## How to complete this task
The lines to copy are those in the listing below that contain the word "terracotta".

## Dataset content

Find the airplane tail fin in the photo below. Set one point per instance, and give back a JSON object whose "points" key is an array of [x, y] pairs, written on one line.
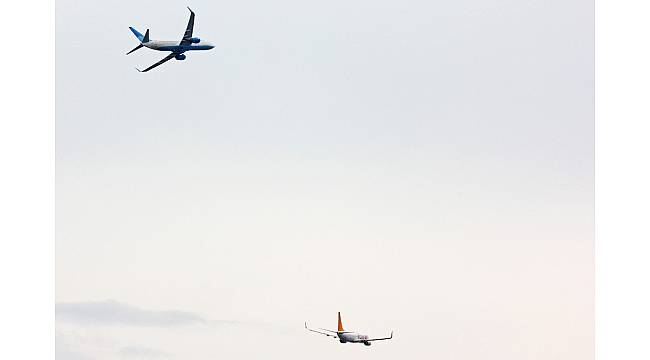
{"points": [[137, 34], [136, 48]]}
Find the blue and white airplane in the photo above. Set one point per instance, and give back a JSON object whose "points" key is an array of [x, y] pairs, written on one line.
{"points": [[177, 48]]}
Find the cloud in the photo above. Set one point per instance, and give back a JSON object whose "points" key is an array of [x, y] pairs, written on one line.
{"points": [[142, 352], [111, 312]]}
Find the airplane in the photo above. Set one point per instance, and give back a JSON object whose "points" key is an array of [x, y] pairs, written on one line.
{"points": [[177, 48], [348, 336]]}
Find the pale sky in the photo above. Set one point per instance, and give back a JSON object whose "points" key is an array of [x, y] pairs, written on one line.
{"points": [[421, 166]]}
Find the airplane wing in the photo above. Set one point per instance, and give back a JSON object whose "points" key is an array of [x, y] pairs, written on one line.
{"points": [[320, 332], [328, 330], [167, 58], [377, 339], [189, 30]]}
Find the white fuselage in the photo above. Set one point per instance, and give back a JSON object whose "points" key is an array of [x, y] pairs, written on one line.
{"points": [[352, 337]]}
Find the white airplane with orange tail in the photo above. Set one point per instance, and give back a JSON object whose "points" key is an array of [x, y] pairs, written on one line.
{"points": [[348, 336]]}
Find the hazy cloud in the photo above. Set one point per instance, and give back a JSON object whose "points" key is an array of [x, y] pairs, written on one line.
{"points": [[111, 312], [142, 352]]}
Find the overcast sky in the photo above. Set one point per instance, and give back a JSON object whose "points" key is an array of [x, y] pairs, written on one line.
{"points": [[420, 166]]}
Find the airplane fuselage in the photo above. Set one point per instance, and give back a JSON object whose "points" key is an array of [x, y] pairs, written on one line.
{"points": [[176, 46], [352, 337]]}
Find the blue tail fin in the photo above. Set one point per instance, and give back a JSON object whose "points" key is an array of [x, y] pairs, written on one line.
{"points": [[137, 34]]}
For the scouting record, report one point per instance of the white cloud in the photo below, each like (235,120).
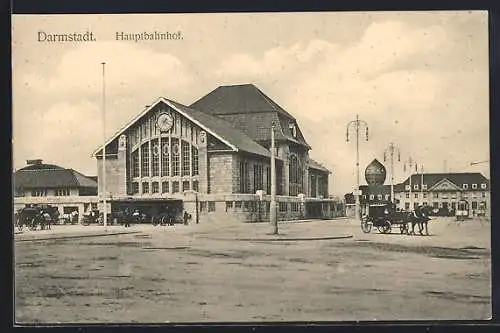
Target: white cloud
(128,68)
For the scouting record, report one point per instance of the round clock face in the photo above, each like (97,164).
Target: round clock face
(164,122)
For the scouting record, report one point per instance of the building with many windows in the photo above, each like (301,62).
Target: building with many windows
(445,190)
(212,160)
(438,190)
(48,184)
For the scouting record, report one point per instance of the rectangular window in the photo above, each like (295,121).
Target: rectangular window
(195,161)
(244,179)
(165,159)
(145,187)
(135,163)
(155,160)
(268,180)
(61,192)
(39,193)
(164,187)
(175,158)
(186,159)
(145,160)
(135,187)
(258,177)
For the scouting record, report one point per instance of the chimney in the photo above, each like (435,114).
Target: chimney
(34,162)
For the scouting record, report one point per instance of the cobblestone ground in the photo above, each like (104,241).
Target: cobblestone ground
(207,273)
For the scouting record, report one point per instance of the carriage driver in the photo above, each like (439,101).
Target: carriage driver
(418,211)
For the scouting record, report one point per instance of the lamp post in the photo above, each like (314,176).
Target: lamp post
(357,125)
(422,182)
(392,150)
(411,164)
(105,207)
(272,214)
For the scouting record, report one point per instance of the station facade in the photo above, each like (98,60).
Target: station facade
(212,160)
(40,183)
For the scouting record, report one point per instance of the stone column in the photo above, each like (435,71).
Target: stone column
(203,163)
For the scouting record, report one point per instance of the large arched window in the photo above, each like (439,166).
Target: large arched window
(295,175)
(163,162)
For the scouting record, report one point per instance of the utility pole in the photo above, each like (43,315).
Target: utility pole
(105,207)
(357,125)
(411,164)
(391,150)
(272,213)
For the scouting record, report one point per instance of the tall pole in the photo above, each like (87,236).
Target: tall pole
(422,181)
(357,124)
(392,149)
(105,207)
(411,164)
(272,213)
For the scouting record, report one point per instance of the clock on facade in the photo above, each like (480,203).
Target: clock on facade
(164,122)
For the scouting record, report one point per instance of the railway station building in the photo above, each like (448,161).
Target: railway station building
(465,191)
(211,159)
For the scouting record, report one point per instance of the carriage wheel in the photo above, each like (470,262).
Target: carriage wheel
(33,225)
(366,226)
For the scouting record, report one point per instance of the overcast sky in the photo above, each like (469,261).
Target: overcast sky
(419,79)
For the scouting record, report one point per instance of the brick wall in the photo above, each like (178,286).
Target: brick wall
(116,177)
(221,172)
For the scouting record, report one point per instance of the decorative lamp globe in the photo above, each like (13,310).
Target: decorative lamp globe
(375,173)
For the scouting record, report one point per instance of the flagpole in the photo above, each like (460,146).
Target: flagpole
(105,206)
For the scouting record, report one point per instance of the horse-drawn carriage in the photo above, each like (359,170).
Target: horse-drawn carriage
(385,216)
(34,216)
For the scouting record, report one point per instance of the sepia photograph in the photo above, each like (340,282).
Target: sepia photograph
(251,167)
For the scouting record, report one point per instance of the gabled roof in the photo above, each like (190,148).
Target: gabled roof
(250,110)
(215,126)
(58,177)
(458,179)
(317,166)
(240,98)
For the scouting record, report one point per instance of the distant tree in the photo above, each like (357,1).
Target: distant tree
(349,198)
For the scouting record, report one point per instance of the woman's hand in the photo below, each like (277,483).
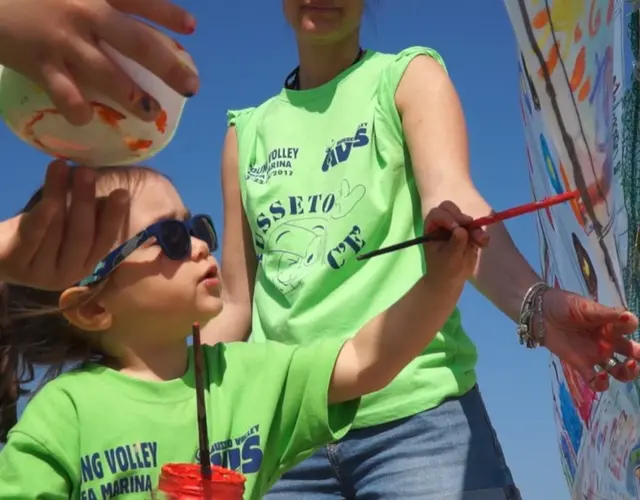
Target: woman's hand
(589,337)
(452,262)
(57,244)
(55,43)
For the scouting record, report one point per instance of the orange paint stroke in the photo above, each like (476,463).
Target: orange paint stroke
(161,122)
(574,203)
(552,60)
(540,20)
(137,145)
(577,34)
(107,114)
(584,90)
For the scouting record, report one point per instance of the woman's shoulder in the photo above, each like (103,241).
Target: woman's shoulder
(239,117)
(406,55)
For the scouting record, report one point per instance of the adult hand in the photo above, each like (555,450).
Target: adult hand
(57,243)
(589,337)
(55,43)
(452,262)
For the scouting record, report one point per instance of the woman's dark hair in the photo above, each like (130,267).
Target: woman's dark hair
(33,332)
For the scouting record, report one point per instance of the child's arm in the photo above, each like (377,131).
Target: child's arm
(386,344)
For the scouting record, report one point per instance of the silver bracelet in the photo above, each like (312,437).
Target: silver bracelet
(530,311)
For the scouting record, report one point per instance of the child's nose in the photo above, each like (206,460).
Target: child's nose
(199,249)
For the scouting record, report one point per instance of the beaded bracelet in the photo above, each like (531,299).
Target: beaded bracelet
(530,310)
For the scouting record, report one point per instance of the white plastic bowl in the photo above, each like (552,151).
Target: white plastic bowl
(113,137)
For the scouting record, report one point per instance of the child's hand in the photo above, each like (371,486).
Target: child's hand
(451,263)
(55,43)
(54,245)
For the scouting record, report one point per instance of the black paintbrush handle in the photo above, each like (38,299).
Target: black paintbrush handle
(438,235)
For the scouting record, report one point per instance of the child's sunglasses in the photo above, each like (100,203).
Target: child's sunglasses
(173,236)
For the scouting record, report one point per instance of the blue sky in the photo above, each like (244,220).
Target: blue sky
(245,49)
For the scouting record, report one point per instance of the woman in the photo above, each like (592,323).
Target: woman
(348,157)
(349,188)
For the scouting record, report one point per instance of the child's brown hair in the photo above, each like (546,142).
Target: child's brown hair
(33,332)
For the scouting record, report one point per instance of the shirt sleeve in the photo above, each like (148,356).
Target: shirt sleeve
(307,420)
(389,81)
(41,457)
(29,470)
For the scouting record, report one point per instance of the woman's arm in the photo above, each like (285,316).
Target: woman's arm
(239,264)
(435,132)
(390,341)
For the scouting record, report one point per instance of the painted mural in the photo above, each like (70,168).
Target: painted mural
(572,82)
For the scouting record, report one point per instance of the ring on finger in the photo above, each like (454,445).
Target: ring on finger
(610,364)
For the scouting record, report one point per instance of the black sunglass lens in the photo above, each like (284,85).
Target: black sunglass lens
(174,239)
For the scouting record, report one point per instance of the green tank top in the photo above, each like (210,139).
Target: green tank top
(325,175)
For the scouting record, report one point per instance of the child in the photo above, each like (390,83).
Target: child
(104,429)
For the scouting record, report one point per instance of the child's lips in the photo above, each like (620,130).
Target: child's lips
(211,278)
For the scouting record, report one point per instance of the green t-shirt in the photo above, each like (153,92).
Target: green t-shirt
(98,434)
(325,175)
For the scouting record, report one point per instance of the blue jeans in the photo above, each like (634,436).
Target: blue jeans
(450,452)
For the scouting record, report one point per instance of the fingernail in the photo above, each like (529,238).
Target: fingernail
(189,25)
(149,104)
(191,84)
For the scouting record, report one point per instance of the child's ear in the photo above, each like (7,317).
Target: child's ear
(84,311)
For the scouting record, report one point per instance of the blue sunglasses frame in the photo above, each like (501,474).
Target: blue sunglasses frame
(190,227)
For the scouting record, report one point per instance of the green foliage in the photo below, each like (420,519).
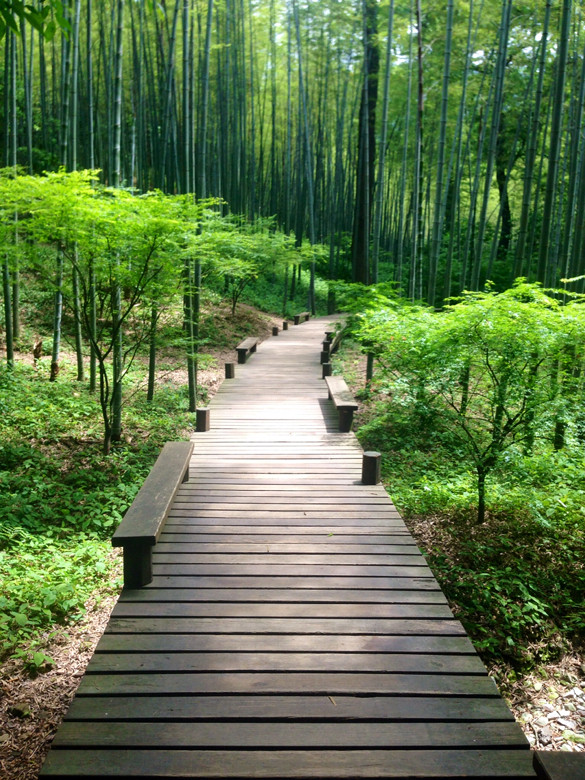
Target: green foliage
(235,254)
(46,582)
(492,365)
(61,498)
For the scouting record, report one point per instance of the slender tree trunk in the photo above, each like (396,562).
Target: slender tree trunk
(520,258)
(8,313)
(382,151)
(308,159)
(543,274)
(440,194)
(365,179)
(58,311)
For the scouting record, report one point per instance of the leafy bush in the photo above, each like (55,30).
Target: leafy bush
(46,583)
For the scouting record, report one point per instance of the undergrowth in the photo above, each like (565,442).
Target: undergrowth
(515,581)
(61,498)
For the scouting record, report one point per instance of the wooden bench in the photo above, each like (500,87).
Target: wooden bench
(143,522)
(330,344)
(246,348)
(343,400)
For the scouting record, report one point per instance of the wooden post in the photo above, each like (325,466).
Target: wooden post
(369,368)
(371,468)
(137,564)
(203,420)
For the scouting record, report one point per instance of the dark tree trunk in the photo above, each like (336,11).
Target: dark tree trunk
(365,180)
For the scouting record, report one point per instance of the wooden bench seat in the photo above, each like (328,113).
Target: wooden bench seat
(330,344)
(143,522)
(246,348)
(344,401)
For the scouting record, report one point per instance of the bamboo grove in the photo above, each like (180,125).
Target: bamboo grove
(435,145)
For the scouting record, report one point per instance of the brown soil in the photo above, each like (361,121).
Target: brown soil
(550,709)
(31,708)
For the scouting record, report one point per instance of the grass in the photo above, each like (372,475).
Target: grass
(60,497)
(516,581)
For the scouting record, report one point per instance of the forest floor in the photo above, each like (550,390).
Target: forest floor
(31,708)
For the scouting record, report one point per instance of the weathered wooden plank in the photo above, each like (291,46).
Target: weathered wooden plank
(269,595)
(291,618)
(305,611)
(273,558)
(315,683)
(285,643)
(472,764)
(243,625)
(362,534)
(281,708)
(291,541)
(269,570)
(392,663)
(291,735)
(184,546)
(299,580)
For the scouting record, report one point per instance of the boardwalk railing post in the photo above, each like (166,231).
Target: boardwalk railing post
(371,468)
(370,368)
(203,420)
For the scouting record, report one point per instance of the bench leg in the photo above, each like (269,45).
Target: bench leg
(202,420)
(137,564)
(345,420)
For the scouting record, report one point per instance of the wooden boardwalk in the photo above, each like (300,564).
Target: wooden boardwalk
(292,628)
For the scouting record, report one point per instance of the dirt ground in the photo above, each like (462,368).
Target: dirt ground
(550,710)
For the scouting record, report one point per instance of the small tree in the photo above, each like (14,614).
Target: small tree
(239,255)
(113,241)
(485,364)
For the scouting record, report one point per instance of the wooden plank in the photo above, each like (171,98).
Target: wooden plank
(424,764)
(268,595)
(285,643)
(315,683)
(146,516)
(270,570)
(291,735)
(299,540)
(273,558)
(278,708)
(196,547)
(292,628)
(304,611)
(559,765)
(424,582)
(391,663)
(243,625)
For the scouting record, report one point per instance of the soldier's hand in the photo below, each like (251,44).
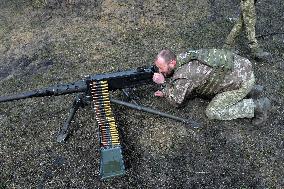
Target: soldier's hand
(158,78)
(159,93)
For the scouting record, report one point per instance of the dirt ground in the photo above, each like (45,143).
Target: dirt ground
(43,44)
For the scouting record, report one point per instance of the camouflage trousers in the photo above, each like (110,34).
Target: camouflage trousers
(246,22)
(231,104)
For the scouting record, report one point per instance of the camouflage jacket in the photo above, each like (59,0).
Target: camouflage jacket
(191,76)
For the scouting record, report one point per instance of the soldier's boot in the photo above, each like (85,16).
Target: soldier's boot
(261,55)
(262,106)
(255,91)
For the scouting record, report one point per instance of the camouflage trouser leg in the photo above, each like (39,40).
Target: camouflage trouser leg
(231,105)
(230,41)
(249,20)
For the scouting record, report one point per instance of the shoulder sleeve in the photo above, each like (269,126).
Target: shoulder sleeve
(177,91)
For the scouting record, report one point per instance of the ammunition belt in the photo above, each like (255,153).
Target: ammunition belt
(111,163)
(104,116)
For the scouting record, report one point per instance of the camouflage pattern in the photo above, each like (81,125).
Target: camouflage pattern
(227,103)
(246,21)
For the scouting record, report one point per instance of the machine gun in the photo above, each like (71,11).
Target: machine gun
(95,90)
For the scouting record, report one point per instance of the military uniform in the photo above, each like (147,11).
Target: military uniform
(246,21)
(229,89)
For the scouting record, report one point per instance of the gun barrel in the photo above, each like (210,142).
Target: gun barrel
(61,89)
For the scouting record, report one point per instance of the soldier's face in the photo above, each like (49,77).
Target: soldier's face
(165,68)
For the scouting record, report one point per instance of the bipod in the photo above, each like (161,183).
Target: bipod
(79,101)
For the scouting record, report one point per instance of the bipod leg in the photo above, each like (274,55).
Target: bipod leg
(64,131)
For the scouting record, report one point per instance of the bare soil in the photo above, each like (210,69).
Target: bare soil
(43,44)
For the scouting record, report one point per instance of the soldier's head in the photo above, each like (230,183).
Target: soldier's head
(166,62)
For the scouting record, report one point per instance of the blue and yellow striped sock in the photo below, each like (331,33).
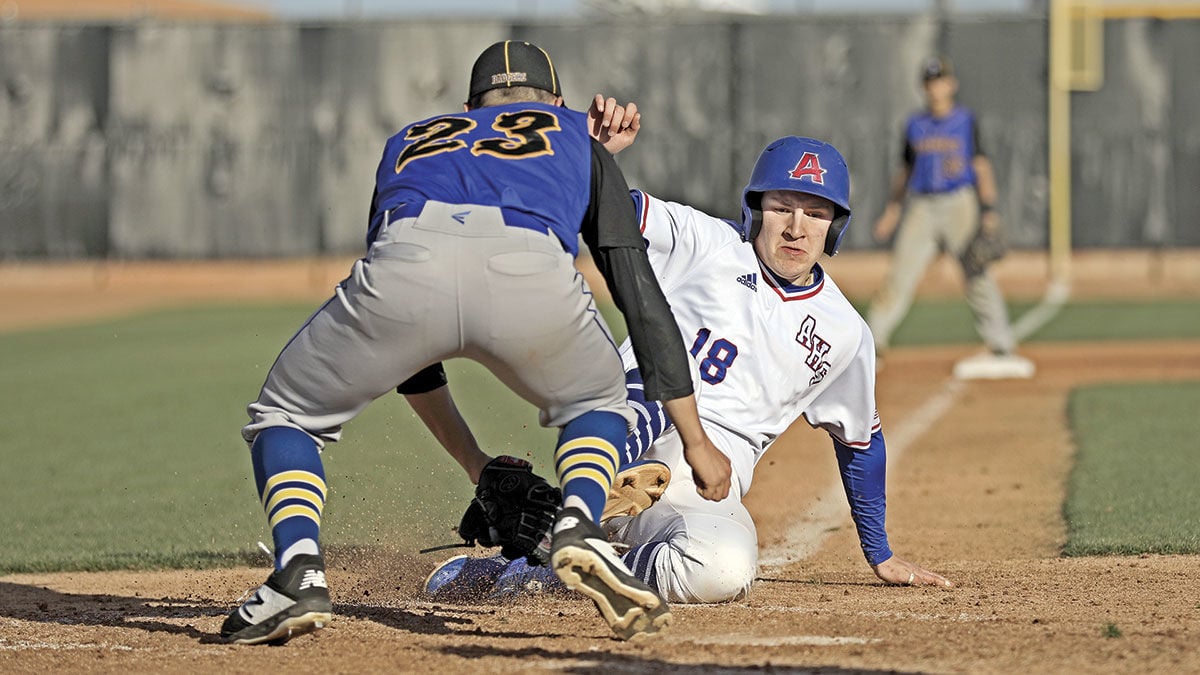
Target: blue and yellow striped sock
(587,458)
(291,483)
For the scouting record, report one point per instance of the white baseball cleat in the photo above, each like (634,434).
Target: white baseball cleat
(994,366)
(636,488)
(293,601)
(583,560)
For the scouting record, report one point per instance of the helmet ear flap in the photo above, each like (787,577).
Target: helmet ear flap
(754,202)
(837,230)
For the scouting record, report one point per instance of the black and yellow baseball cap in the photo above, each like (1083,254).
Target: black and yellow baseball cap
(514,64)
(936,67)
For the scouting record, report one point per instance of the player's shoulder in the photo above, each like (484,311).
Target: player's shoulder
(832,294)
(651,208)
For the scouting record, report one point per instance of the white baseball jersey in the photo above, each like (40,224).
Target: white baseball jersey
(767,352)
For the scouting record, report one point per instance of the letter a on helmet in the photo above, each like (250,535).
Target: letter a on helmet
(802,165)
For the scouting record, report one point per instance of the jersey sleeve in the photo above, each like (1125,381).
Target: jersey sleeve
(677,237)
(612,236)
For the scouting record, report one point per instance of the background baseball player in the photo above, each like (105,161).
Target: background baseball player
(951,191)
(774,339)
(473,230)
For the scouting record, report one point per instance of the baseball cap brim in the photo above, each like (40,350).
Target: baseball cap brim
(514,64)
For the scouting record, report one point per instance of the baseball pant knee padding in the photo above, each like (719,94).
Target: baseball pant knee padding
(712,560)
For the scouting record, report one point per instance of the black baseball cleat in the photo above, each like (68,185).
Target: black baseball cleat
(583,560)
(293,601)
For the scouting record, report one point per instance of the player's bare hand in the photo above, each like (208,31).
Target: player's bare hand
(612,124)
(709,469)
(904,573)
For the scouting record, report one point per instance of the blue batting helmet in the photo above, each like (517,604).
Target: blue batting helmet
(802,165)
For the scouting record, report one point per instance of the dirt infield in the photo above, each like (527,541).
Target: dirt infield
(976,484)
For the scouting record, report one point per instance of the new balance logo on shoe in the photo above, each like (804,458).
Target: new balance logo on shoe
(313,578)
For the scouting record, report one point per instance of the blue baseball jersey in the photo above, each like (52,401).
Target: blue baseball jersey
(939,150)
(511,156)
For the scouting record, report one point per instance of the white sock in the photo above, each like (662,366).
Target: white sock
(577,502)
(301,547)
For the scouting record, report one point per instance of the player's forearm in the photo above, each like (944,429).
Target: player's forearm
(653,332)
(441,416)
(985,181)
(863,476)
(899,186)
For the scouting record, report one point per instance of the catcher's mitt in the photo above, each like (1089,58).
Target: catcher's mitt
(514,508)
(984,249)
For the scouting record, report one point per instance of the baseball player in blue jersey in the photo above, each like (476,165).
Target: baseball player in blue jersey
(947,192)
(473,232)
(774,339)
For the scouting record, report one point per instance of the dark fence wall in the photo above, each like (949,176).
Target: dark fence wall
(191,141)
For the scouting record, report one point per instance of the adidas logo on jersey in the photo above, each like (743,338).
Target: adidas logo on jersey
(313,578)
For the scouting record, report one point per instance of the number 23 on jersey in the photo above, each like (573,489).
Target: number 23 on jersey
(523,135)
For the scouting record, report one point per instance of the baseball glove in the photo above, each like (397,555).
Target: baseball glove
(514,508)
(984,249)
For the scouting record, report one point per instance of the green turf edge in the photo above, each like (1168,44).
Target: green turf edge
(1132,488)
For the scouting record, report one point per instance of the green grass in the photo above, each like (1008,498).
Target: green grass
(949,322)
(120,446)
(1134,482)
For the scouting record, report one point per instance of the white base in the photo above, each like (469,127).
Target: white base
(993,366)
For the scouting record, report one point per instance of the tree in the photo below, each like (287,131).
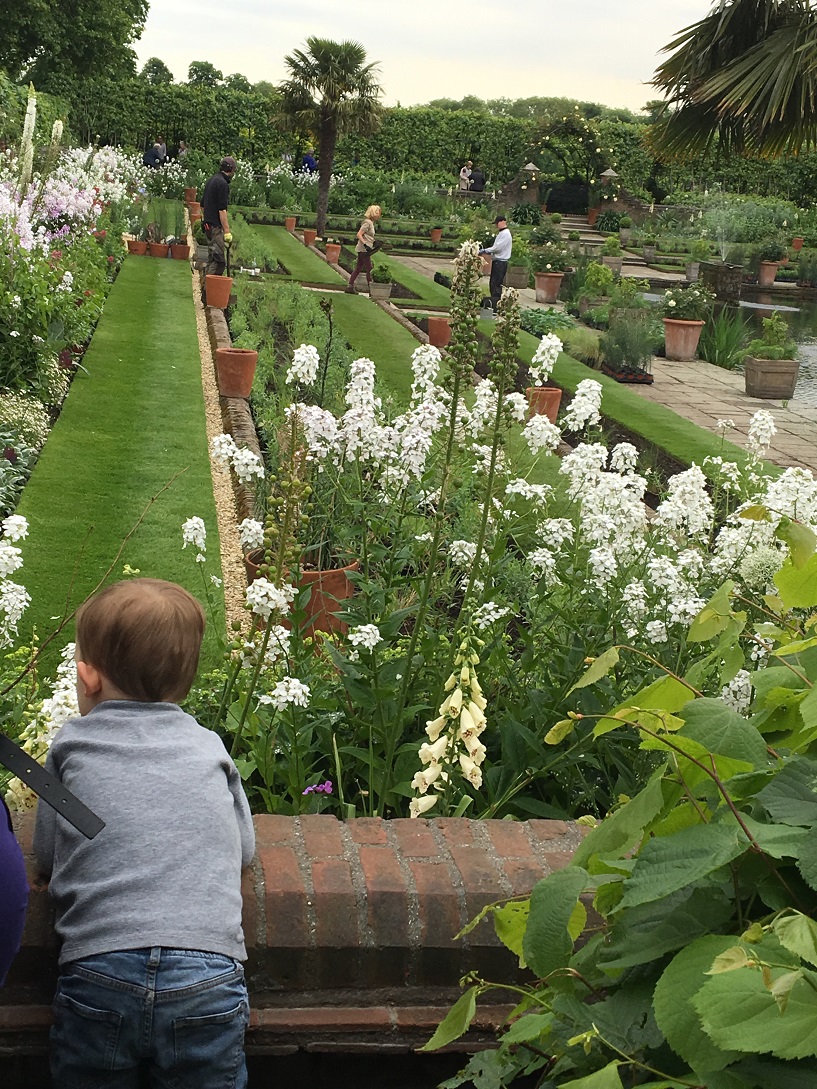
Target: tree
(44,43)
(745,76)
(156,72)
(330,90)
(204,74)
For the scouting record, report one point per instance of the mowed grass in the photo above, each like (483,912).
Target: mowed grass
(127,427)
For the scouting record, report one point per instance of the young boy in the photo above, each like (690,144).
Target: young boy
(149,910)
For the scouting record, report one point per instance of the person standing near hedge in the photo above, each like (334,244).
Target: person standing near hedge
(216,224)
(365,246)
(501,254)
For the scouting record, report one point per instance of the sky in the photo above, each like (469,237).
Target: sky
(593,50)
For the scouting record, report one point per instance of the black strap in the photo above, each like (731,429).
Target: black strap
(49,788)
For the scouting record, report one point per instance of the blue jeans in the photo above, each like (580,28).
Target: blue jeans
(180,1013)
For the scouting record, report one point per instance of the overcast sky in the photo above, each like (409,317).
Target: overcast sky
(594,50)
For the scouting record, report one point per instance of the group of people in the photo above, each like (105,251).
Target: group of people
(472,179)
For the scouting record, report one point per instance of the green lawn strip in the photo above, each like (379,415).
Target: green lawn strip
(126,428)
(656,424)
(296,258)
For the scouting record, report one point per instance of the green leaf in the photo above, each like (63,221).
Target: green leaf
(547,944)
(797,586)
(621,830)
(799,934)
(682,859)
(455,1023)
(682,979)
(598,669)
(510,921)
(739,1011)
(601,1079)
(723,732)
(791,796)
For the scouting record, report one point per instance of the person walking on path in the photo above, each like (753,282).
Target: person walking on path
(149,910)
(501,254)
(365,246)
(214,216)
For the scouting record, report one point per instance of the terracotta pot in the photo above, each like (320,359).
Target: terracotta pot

## Answer for the task
For the scouting record, report one point per instance of the terracotta pot in the photo above, each like (320,359).
Target: terracotta pot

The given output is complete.